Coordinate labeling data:
START

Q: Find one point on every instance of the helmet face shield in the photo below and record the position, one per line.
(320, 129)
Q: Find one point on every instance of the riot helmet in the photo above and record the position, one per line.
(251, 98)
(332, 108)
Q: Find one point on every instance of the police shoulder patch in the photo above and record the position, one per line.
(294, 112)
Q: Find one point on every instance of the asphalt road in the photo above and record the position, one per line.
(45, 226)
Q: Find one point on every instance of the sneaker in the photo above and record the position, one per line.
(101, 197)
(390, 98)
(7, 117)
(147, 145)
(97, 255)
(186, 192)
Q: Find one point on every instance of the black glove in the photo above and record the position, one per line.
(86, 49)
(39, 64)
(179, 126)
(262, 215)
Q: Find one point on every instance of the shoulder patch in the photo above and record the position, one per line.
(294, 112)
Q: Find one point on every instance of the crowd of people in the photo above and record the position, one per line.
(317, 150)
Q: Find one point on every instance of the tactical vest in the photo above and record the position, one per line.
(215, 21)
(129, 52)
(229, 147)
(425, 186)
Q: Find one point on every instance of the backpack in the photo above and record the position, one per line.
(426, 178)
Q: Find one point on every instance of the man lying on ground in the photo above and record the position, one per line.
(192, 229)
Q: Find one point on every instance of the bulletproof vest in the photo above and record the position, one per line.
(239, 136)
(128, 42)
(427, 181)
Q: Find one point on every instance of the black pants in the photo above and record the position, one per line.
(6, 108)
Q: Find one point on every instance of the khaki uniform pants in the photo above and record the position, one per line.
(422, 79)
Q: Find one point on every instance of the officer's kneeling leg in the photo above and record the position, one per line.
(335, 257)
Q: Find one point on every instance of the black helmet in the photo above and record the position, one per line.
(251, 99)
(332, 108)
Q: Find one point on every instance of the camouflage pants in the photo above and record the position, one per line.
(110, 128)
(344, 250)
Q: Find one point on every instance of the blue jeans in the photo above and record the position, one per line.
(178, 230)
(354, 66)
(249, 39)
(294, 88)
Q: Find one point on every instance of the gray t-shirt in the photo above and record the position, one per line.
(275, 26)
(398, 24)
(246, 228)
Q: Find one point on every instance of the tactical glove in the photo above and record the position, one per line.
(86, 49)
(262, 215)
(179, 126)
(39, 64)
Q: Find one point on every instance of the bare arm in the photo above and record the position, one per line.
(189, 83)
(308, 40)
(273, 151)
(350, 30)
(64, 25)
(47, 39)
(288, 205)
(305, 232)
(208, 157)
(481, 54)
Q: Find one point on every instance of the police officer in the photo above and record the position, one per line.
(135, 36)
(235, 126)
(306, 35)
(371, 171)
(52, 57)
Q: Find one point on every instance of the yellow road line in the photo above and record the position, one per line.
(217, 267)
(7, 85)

END

Stated exercise: Copy out all of the material above line for line, with nothing changed.

Result:
Q: Find one point on every instance of the helmet face shield in the photo below and record the position, one per line.
(320, 129)
Q: Find one point on every instance of the riot helmet in the photo above and record the position, one per line.
(251, 98)
(332, 108)
Q: Find one point on every instance of the police shoulder patch in the photo above and record the position, one per line.
(294, 112)
Q: Find one point on every instance of the asphalt road in the photo above and record the position, one per line.
(45, 226)
Q: Find one point on every instance of the sneaker in the photo above and record the position, one per line.
(101, 197)
(390, 98)
(7, 117)
(147, 145)
(97, 255)
(186, 192)
Q: Find one point on every instance of the black glove in the photo above and record the position, one per line.
(86, 49)
(39, 64)
(179, 126)
(262, 215)
Q: Find one point on every instance of the shoulder patch in the photo above and record the position, one per line.
(294, 112)
Q: Find one point on every instance of the crowd of people in the photo above and record the position, one per line.
(317, 150)
Q: Find one point on every instance of the tactical vest in the photo above and record the position, one per line.
(215, 21)
(129, 52)
(229, 147)
(425, 186)
Q: Find one point on every instance of the backpack in the photo above and record the position, one per line.
(426, 178)
Q: Find one point on every instance of the man lying on ground in the photo above and record the position, one per line.
(192, 229)
Q: Find one point on every instance of the bulletproof vest in the photo above and record the position, one per line.
(239, 136)
(128, 42)
(427, 181)
Q: Find one point on every instance of the black pants in the photo above and record the position, one per line.
(6, 108)
Q: Find one point on every instance of the khaki uniform pants in the photo above and record the position, one per line.
(422, 79)
Q: Find one point on every instance of the officer's kneeling leg in the photo above and record the position, one per line.
(335, 257)
Q: Find one point on every instance of the black helmet in the photo above and record the position, one per line.
(251, 99)
(332, 108)
Q: Find one point on every instance of the camouflage pants in the photo above and record the position, one per line.
(110, 128)
(344, 250)
Q: Find one point on every instance of the blue jeans in the photo above and record the position, one per line.
(178, 230)
(354, 66)
(249, 39)
(294, 88)
Q: Find one point on every instance of the gray t-shirt in the photo above and record the position, one per line.
(275, 26)
(398, 24)
(246, 228)
Q: Find one point on every instance of the tactical glove in the photo above and record the position, one per line.
(86, 49)
(262, 215)
(179, 126)
(39, 64)
Q: Find one point on every instance of the bare arm in the photo above and record the position, one per line.
(189, 83)
(308, 40)
(273, 151)
(350, 30)
(64, 25)
(47, 39)
(288, 205)
(305, 232)
(208, 157)
(481, 54)
Q: Find one point on every instance of the police officer in the photo above and record the position, one per line.
(135, 36)
(235, 126)
(306, 35)
(371, 171)
(52, 57)
Q: Find one point on every instance of the yellow road line in the photo above and record the position, one per line.
(217, 267)
(7, 85)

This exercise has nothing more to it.